* [SUPPLIED MATERIAL]:
** begin **

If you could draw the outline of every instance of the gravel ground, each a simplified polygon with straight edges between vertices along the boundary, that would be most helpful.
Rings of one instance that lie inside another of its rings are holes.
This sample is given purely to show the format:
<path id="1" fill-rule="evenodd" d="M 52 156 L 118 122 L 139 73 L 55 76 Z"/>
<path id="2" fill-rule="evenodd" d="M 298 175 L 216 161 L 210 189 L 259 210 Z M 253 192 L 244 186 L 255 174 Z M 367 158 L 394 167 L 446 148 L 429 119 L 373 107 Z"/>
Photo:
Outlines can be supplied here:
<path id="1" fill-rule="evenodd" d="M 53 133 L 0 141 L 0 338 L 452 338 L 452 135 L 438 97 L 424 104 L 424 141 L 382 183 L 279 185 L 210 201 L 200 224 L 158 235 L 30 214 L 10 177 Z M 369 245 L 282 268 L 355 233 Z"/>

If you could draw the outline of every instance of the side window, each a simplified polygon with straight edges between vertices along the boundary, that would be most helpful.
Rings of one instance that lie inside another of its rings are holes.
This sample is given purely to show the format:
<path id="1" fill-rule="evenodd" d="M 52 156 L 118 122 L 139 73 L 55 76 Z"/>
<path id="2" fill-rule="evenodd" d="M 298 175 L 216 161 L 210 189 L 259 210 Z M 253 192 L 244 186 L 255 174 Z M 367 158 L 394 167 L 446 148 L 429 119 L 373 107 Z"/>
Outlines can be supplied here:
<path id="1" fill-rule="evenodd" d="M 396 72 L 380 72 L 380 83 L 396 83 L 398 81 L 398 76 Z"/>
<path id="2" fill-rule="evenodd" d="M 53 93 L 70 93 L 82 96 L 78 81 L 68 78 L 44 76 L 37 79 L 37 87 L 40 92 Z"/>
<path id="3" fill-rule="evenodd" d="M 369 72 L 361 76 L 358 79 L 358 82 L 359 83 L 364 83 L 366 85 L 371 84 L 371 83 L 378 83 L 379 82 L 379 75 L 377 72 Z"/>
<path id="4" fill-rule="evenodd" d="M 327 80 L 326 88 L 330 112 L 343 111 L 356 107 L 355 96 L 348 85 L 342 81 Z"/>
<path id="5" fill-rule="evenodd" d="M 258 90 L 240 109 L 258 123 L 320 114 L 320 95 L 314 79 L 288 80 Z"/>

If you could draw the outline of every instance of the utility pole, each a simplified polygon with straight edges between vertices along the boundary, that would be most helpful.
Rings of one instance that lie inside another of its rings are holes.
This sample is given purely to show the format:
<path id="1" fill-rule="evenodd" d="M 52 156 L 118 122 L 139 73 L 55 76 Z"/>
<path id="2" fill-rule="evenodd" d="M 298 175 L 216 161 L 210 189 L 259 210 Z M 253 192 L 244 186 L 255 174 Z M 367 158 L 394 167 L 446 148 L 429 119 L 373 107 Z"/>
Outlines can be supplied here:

** end **

* [PROBLEM DESCRIPTION]: Return all of the above records exactly, leaving no line out.

* [ANSWER TO THE EXERCISE]:
If you could draw the outline of every instance of the gravel ground, each a simplified polygon with straight edges between vertices along the boundary, that would be most helpful.
Rings of one instance that lie inside another of its rings are holes.
This sample is given purely to show the format:
<path id="1" fill-rule="evenodd" d="M 52 156 L 118 122 L 139 73 L 55 76 Z"/>
<path id="2" fill-rule="evenodd" d="M 298 175 L 216 161 L 210 189 L 259 210 Z M 253 192 L 244 186 L 255 174 Z M 367 158 L 394 167 L 446 148 L 429 119 L 373 107 Z"/>
Photo:
Outlines can be supplied here:
<path id="1" fill-rule="evenodd" d="M 53 133 L 0 141 L 0 338 L 452 338 L 452 135 L 438 97 L 424 104 L 424 141 L 382 183 L 279 185 L 210 201 L 200 224 L 158 235 L 30 214 L 10 177 Z M 369 245 L 282 268 L 355 233 Z"/>

If you could draw the outline of every instance of the side window, each a simplified polygon with straight edges between vertices along the boundary, that would be most helpful.
Rings of one instance that lie inside another of its rings are holes.
This sample is given purely to show the format:
<path id="1" fill-rule="evenodd" d="M 52 156 L 118 122 L 139 73 L 55 76 Z"/>
<path id="2" fill-rule="evenodd" d="M 298 175 L 216 161 L 210 189 L 259 210 Z M 253 192 L 244 186 L 255 174 Z M 367 158 L 394 167 L 446 148 L 429 119 L 373 107 Z"/>
Outlines can be supplied here:
<path id="1" fill-rule="evenodd" d="M 396 72 L 380 72 L 380 83 L 396 83 L 398 81 L 398 76 Z"/>
<path id="2" fill-rule="evenodd" d="M 53 93 L 70 93 L 82 96 L 78 81 L 68 78 L 44 76 L 37 79 L 37 87 L 40 92 Z"/>
<path id="3" fill-rule="evenodd" d="M 369 72 L 361 76 L 358 79 L 358 82 L 359 83 L 364 83 L 366 85 L 371 84 L 371 83 L 378 83 L 379 82 L 379 75 L 377 72 Z"/>
<path id="4" fill-rule="evenodd" d="M 327 80 L 326 88 L 330 112 L 343 111 L 356 107 L 355 96 L 348 85 L 342 81 Z"/>
<path id="5" fill-rule="evenodd" d="M 258 90 L 240 109 L 258 123 L 320 114 L 320 95 L 314 79 L 288 80 Z"/>

If you could draw the outline of every instance of the utility pole, each a simplified polygon with straight edges between vertices along the boundary, that would be most helpful.
Rings of one instance that lie inside another of its rings are holes.
This sample is given purely to show the format:
<path id="1" fill-rule="evenodd" d="M 52 156 L 118 122 L 139 73 L 55 76 Z"/>
<path id="2" fill-rule="evenodd" d="M 298 175 L 216 161 L 210 189 L 259 210 Z M 253 192 L 244 186 L 255 174 Z M 367 158 L 394 167 L 446 148 L 429 119 L 373 107 Z"/>
Outlines can be supplied here:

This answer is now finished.